INSTRUCTIONS FOR THE TASK:
Convert every one of the rows below into a JSON list of strings, with one string per line and no blank lines.

DATASET RECORDS:
────────

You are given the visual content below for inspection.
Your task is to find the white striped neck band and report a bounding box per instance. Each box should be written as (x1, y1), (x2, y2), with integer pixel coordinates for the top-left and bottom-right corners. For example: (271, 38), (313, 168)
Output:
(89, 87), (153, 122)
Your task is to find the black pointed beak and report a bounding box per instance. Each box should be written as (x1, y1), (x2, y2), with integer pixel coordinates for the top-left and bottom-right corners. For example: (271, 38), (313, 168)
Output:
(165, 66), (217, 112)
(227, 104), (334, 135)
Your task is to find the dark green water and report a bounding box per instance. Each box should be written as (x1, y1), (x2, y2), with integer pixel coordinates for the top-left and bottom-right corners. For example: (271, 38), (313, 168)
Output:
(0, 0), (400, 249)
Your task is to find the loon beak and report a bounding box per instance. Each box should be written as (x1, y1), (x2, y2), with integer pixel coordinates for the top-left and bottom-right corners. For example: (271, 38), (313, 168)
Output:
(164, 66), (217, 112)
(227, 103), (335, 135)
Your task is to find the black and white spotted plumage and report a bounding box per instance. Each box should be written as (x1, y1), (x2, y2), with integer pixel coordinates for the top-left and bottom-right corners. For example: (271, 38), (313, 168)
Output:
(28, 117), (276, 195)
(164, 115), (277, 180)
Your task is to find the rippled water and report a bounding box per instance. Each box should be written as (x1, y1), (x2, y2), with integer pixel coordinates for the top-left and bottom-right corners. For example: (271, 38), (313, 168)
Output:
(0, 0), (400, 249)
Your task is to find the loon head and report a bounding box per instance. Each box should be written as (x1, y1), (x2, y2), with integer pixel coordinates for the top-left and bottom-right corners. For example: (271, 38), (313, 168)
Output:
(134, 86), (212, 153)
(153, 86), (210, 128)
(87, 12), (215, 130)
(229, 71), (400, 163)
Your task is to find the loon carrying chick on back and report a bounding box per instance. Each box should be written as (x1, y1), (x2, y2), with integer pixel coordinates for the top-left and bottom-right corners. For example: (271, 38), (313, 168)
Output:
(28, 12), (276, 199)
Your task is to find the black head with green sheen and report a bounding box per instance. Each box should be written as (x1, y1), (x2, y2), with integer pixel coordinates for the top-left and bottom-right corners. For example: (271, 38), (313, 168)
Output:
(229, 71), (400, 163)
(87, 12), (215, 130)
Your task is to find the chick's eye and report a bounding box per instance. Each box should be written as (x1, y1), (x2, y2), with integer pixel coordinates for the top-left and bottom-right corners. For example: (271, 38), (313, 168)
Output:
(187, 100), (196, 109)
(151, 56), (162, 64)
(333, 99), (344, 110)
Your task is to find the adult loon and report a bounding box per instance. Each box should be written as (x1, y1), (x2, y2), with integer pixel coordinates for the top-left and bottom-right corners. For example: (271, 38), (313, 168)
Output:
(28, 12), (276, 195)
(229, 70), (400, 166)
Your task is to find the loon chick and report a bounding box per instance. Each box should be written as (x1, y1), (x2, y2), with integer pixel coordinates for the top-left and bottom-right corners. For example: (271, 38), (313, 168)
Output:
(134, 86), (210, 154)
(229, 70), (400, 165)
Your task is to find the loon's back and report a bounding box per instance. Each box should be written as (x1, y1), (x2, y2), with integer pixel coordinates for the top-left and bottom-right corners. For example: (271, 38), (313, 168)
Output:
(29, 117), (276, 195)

────────

ANSWER TO THE TASK:
[
  "You are given the visual content below for inspection.",
  "Your task is to find the white striped neck band and report a bounding box per instance. Each box should be written as (x1, y1), (x2, y2), with integer pixel coordinates for the top-left and bottom-right corners. For example: (271, 38), (313, 168)",
  "Output:",
  "(89, 87), (153, 122)",
  "Your task is to find the black pointed beak and report a bounding box per instance. Each box should be written as (x1, y1), (x2, y2), with integer pixel coordinates for the top-left and bottom-right corners. For example: (271, 38), (313, 168)",
  "Output:",
  "(165, 66), (217, 112)",
  "(227, 104), (334, 135)",
  "Your task is to find the dark green water and report a bounding box per instance. Each box should be written as (x1, y1), (x2, y2), with integer pixel coordinates for the top-left and bottom-right corners. For example: (271, 38), (313, 168)",
  "Output:",
  "(0, 0), (400, 249)",
  "Your task is to find the loon beak and report a bounding box per instance. Each box should be written as (x1, y1), (x2, y2), with integer pixel coordinates for the top-left and bottom-right corners. For example: (271, 38), (313, 168)",
  "Output:",
  "(164, 66), (217, 112)",
  "(227, 103), (335, 135)",
  "Your task is to find the black and white spotted plumage and report a bounding box per instance. Each box should be written as (x1, y1), (x2, y2), with integer pixel coordinates for the top-left and bottom-right corners. For example: (271, 38), (313, 168)",
  "Output:",
  "(28, 117), (276, 195)",
  "(164, 115), (277, 180)",
  "Your task is to find the rippled water and report a bounding box per instance. Each box should be written as (x1, y1), (x2, y2), with integer pixel coordinates for the top-left and bottom-right corners. For example: (271, 38), (313, 168)",
  "Output:",
  "(0, 0), (400, 249)",
  "Your task is to find the loon head and report a bounding box per instance. Each box should be written as (x1, y1), (x2, y2), with integer pixel coordinates for the top-left and bottom-right corners. For example: (271, 38), (313, 168)",
  "Output:",
  "(134, 86), (212, 153)",
  "(153, 86), (210, 128)",
  "(87, 12), (215, 130)",
  "(229, 71), (400, 163)",
  "Your task is to find the loon carrying chick on back and report a bounding box per instance. Each box should be written as (x1, y1), (x2, y2), with integer pixel coordinates for the top-left and bottom-right corners. For example: (271, 38), (313, 168)",
  "Output:",
  "(28, 12), (276, 199)",
  "Your task is to find the black head with green sheen and report a bounding box per instance. Each box should be written as (x1, y1), (x2, y2), with integer pixel coordinates for the top-left and bottom-right corners. For example: (271, 38), (313, 168)",
  "Output:",
  "(229, 71), (400, 163)",
  "(87, 12), (215, 130)",
  "Your task is to find the chick's eye and report a bounding box per instance. Each box should be written as (x1, y1), (x2, y2), with integer pixel coordinates for the top-left and bottom-right corners. For example: (271, 38), (313, 168)",
  "Output:",
  "(187, 100), (196, 109)",
  "(151, 56), (162, 64)",
  "(333, 99), (344, 110)",
  "Your task is to find the adult loon and report a bounding box per instance. Each box should be written as (x1, y1), (x2, y2), with integer pixel coordinates for the top-left and bottom-right corners. For example: (271, 38), (313, 168)",
  "Output:",
  "(28, 12), (276, 195)",
  "(229, 70), (400, 166)",
  "Your task is to find the loon chick and report a bounding box per instance. Each box should be written as (x1, y1), (x2, y2), with integer pixel coordinates for the top-left and bottom-right corners. For example: (271, 38), (313, 168)",
  "Output:",
  "(134, 86), (210, 154)",
  "(229, 70), (400, 165)",
  "Your task is to find the loon's back and report a bounding box per instance. Each box should be written as (x1, y1), (x2, y2), with integer pixel coordinates for the top-left and bottom-right corners. For example: (271, 38), (313, 168)",
  "Output:",
  "(29, 117), (276, 195)"
]